• **TASK DIRECTIONS**
Starting at the first line below, copy through to the last line exactly.

'''

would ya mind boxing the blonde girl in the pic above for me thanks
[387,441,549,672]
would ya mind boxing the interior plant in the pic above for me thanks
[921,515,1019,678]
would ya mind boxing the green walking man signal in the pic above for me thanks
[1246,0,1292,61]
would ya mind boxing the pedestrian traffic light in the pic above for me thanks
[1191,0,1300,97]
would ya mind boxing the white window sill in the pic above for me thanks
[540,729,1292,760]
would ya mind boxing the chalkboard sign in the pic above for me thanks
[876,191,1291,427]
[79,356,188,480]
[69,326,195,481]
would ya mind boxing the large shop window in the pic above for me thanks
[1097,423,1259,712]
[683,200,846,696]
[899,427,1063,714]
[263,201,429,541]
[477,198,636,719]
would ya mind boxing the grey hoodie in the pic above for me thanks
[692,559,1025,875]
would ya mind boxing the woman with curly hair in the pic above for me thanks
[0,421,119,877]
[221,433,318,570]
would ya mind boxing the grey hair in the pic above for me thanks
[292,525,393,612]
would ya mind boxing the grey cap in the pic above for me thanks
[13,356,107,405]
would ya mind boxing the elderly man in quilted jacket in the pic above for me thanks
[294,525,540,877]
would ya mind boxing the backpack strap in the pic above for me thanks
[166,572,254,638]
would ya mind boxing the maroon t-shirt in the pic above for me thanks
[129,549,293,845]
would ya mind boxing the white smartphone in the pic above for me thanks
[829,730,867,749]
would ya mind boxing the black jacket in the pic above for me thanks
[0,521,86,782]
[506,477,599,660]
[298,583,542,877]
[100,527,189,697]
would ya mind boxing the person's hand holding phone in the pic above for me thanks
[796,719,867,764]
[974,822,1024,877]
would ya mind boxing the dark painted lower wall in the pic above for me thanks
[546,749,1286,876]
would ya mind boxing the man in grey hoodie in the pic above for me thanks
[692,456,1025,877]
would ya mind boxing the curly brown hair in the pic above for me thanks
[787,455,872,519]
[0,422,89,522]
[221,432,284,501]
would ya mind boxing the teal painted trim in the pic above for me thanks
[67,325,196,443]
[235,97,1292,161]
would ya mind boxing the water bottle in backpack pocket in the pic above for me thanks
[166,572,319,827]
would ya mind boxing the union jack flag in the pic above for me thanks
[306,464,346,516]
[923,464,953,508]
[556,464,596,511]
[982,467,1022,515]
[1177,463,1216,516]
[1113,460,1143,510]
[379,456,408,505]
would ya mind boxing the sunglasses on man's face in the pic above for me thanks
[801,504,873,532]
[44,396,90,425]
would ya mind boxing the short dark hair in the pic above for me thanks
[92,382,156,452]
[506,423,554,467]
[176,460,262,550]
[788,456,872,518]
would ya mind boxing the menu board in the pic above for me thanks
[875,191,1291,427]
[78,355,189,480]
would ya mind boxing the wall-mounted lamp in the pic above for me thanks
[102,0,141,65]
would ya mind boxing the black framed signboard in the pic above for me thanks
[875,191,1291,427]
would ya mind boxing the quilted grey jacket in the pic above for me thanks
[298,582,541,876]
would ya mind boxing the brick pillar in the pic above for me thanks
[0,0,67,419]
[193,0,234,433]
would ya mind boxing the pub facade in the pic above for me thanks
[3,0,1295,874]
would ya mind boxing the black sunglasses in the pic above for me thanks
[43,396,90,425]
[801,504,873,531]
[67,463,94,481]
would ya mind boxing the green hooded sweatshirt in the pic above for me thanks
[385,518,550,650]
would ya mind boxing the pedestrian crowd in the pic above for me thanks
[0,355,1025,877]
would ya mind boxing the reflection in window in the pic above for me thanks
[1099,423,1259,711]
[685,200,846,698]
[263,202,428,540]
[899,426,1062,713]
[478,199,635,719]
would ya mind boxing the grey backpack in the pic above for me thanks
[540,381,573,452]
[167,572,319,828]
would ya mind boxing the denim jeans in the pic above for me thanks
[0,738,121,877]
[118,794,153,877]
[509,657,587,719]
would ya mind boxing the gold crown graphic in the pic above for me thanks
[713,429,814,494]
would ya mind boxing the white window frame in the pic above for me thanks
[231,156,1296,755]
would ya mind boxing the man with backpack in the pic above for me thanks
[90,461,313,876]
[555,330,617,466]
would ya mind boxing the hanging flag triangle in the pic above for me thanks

'''

• **SOLUTION FOR THIS PROBLEM**
would ya mind boxing the blonde girl in the pic above for me thanks
[387,441,549,672]
would ya mind boxing the interior plant in the pic above for me thanks
[921,515,1019,678]
would ya mind boxing the green walking man signal in the pic above for me thanks
[1246,0,1292,61]
would ya mind boxing the pedestrian traffic light in the pic above for me thanks
[1191,0,1300,97]
would ya mind boxing the white window sill in the pic above for me thanks
[540,729,1292,760]
would ya mind boxing the chalkboard sign in the pic above for me thanks
[876,191,1291,427]
[79,356,188,480]
[69,326,195,481]
would ya mind boxing the large shop window in the pic above for me thanks
[1097,423,1259,712]
[683,200,846,696]
[899,427,1063,714]
[263,201,429,541]
[477,198,636,719]
would ya mind boxing the grey hoodie in the pic above for me thanks
[692,559,1025,875]
would ya mind boxing the woman with curly hair in the pic above for me thanks
[0,421,119,877]
[221,433,318,570]
would ya mind boxing the grey hair in the pic above for me thanks
[292,525,393,612]
would ya mind boxing the grey cap in the pic above for me thanks
[13,356,107,405]
would ya mind boxing the elderly man in quilted jacket in the pic above for me thanks
[294,525,540,877]
would ya mind boxing the backpack strap in the pic above for me thanks
[166,572,254,638]
would ya mind boxing the maroon t-shirt in the pic above for me thanks
[129,549,293,845]
would ya mind boxing the white smartphone in the pic above for me thanks
[829,730,867,749]
would ya mind boxing the black jacket in the pic above for me thanks
[0,521,86,782]
[506,477,599,660]
[298,583,542,877]
[100,527,189,697]
would ya mind boxing the person's hand holding phone in the pic above for me thanks
[796,719,867,764]
[974,822,1024,877]
would ya mind boxing the dark painted lower wall in the pic above for me thanks
[546,749,1286,876]
would ya mind boxing the man in grey hoodie in the pic above for me thanks
[692,456,1025,877]
would ya mind boxing the curly brown hair in the pic above for me thanks
[787,455,872,519]
[0,422,89,522]
[221,432,284,501]
would ya mind boxing the teal painted trim in the pic above for me thanks
[67,325,196,443]
[235,97,1292,161]
would ya mind boxing the water bottle in backpack pocket in the pic above for me thanks
[166,572,319,827]
would ya mind boxing the union jack flag in the pic above for me thanks
[306,464,346,516]
[923,464,953,508]
[556,464,596,511]
[982,467,1022,515]
[1177,463,1216,516]
[1113,460,1143,510]
[379,456,408,505]
would ya mind boxing the sunglasses on man's face in the pic above for me thanks
[801,504,873,532]
[44,396,90,425]
would ya mind boxing the short dark hair in the pic above for me thanks
[92,382,156,452]
[506,423,554,467]
[176,460,262,550]
[788,456,872,518]
would ya mind boxing the menu board in the pic above for me thanks
[875,191,1291,427]
[78,355,189,480]
would ya mind boxing the wall-mounted lamp in the pic above for me thanks
[102,0,141,65]
would ya mind boxing the black framed signboard in the pic above for me thanks
[875,191,1291,427]
would ya mind boxing the quilted grey jacket in the pic above for me thanks
[298,582,541,876]
would ya mind boxing the brick pillar in the pic above for me thanks
[0,0,67,419]
[193,0,234,433]
would ya mind boxing the pub facade in the pic above for me thanks
[3,0,1295,874]
would ya mind boxing the black sunglasses in the pic above for me thanks
[43,396,90,425]
[801,504,873,531]
[67,463,94,481]
would ya mind boxing the green hooded sweatshirt in the pic above for me thanks
[385,518,550,650]
would ya mind boxing the pedestrian crowd in the pic above for me thanks
[0,355,1025,877]
would ya mind boxing the reflection in window in the pic above for me thanks
[1099,423,1259,711]
[685,200,846,698]
[263,202,428,540]
[899,426,1062,713]
[478,199,635,719]
would ya mind boxing the grey backpack in the pic above for me thanks
[540,381,573,452]
[167,572,319,828]
would ya mind boxing the denim jeans in the pic above for me thanks
[0,738,121,877]
[118,794,153,877]
[509,657,587,719]
would ya mind boxing the gold crown graphic in the pic above for me thanks
[713,429,814,494]
would ya mind boxing the white window frame in the pic above for me thanks
[231,156,1296,755]
would ya mind boxing the man with backpack in the pic above for me thanks
[90,461,313,876]
[555,330,617,466]
would ya mind boxing the hanging flag triangle in the pic above for me thanks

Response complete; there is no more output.